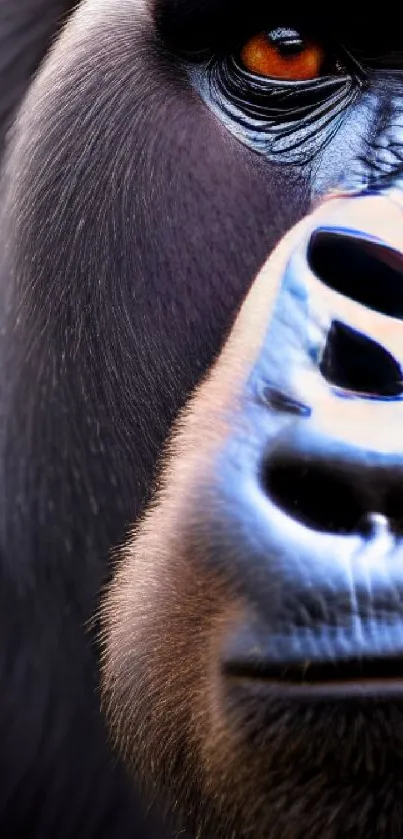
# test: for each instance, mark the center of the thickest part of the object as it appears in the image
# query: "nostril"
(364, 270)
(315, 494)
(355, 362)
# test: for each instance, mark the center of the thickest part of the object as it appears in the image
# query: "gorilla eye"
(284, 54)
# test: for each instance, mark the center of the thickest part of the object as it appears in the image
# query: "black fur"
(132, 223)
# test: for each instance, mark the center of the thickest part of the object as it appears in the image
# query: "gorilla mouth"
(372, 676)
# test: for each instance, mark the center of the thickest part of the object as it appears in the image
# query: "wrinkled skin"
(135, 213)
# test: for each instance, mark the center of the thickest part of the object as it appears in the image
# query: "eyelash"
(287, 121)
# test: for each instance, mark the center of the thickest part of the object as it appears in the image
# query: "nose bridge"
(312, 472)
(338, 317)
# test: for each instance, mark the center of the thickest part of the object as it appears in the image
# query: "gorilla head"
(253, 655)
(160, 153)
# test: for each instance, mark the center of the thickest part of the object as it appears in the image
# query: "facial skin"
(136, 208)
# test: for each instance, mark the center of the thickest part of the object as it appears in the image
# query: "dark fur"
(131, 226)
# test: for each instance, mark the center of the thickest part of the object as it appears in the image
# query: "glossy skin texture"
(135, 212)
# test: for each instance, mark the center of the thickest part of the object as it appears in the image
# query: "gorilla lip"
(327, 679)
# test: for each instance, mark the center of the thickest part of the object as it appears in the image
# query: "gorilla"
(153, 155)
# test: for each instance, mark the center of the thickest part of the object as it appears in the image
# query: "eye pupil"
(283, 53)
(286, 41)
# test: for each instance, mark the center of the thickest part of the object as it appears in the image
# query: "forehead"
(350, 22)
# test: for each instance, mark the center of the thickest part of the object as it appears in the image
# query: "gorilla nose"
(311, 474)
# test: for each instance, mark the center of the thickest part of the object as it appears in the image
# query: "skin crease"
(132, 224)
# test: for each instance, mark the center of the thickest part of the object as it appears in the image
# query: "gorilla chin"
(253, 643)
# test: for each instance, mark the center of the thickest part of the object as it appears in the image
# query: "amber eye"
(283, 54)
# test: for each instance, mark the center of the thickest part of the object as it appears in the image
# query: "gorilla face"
-------
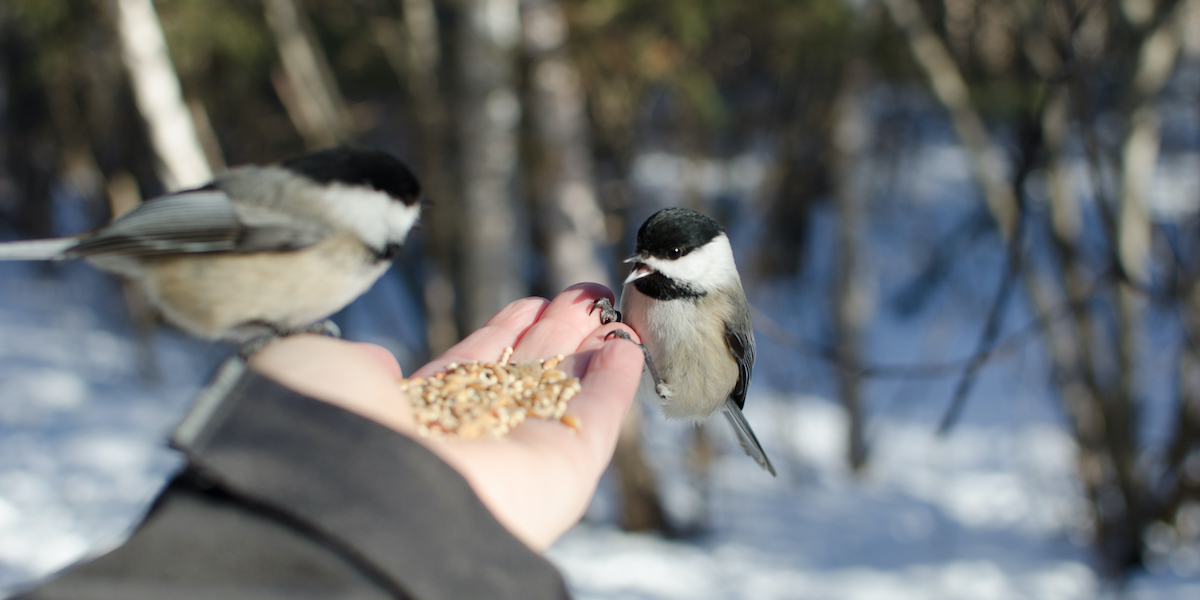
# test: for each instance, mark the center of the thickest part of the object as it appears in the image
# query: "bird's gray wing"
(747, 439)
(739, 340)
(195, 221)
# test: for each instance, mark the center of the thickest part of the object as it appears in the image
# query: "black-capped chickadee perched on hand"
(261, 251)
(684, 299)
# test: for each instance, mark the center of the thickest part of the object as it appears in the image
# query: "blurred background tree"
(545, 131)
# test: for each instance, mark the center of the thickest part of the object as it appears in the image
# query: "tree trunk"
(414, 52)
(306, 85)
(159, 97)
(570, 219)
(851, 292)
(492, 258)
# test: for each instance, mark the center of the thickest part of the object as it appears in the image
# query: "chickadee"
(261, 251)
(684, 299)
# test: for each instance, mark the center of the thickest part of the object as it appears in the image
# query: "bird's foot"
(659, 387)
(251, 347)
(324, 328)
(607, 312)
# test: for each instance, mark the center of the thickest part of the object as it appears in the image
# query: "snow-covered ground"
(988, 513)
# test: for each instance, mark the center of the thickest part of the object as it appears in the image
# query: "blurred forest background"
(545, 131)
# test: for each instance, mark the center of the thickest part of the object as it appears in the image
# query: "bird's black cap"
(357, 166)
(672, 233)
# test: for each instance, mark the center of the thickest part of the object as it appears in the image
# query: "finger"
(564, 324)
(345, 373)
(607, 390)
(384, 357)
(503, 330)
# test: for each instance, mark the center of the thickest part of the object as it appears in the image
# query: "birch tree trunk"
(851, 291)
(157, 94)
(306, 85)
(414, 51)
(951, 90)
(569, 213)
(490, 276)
-------
◆ YOUR INSTRUCTIONS ◆
Collect every line of the data that contains the string "skin".

◆ FULL ANSWER ◆
# query: "wrinkled skin"
# query: "facial skin"
# query: "glossy skin texture"
# query: "skin crease"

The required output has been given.